━━━━━ Metin Parçası ━━━━━

Değerlerimiz Değişken Midir
Peygamberimiz (s.a.v)’ın saçını ağartan ayeti kerime ile 
(Hud Sûresi/112) makâleme başlamak istiyorum;
“Emrolunduğun gibi dosdoğru ol ve seninle beraber olanlar da dosdoğru olsunlar, sakın ha zalimlere meyletmeyin” ...
Yine sevgili peygamberimizin şu hadisi şerifini zikretmekten de şeref duyuyorum;
“İman ettim de ve dosdoğru ol” ...
Evet bazı ahlaki değerlere sahip olmak ve bu değerlerle 
yaşamak tamamen inanç ve doğrulukla alakalı bir durumdur...
Doğru olabilmek ve doğru yaşayabilmek en büyük sanattır...
Allah’ta doğru olanları sever ve dürüst olanları yükseltir...
Şimdi gelelim günümüz cahiliye toplumunun hastalıklarına ve zikzaklı hayatların sorgulanmasına...
Grubuna göre değerlendirmek ve öz değerleri hiçe saymak günümüzün besmelesi olmuş durumda...
Evrensel doğrular ve evrensel ahlaki değerler hiçe sayılıyor günümüz dünyasında...
Kişiler, grupları gibi düşünmek mecburiyetinde, liderleri 
gibi konuşmak ve hareket etmek mecburiyetinde sanki...
Bütün değerlendirmeler bu minval üzere yapılmakta;
Örneğin; başka bir partide iken, karşı cephede bulunanlara zehir zemberek laf söyleyen tarafgirler, karşı cepheye 
geçtiğinde bütün değer ve düşüncelerini anında değiştiriyor 
ve menfaatı gerektiği şeklinde konuşmaya ve düşünmeye 
başlıyor...Yani asla dosdoğru kalamıyor...
Veya sevdiği ve de desteklediği gruptan ya da şirketten 
ayrıldığında, umulmadık bir şekilde iftiralara ve yalanlara hazır hale gelebiliyor...
Şahsiyetler ve değerler, mal gibi, eşya gibi, alınıp satılan 
bir meta haline gelebiliyor...
Bugünün en büyük hastalığı ve problemi bu mesele olduğu için bu konuda bir deneme yazmaya karar verdim...
Değişmek veya değişime uyum sağlamak değil sorguladığım...
Mutlaka değişim yaşanan bir gerçekliktir; Bu değişime 
uyum sağlamakta yaşamın ve sağlıklı düşünmenin bir parçasıdır...
Benim kastettiğim; sekülerleşme ve dünyevileşmeyle 
birlikte değişen hayatlar ve karakterler...

━━━━━

* Alıştırmanın Amacı:
Değerlerin değişkenliği üzerine yazının "Değerlerimiz Değişken Midir" ile başlayıp "besmelesi olmuş durumda..." ile biten bölümünü, "sanattır" yerine "erdemdir" koyarak güncelleyin ve yeniden yazın.

━━━━━ Verilen Malzeme ━━━━━

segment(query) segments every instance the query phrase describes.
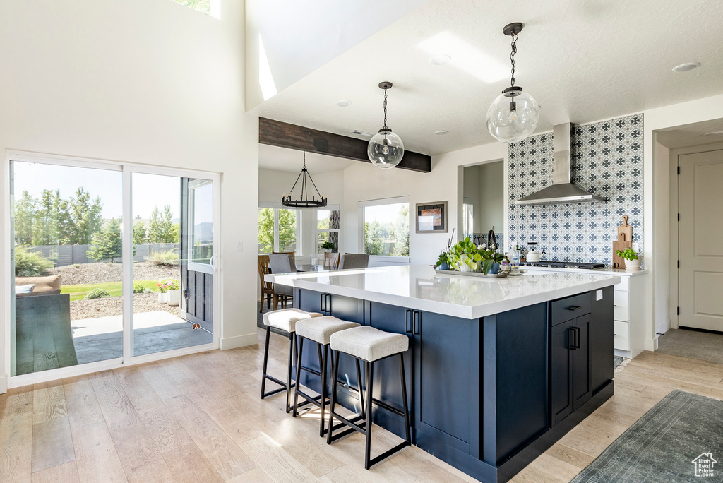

━━━━━

* Çözümlü Alıştırma:
Değerlerimiz Değişken Midir
Peygamberimiz (s.a.v)’ın saçını ağartan ayeti kerime ile 
(Hud Sûresi/112) makâleme başlamak istiyorum;
“Emrolunduğun gibi dosdoğru ol ve seninle beraber olanlar da dosdoğru olsunlar, sakın ha zalimlere meyletmeyin” ...
Yine sevgili peygamberimizin şu hadisi şerifini zikretmekten de şeref duyuyorum;
“İman ettim de ve dosdoğru ol” ...
Evet bazı ahlaki değerlere sahip olmak ve bu değerlerle 
yaşamak tamamen inanç ve doğrulukla alakalı bir durumdur...
Doğru olabilmek ve doğru yaşayabilmek en büyük erdemdir...
Allah’ta doğru olanları sever ve dürüst olanları yükseltir...
Şimdi gelelim günümüz cahiliye toplumunun hastalıklarına ve zikzaklı hayatların sorgulanmasına...
Grubuna göre değerlendirmek ve öz değerleri hiçe saymak günümüzün besmelesi olmuş durumda...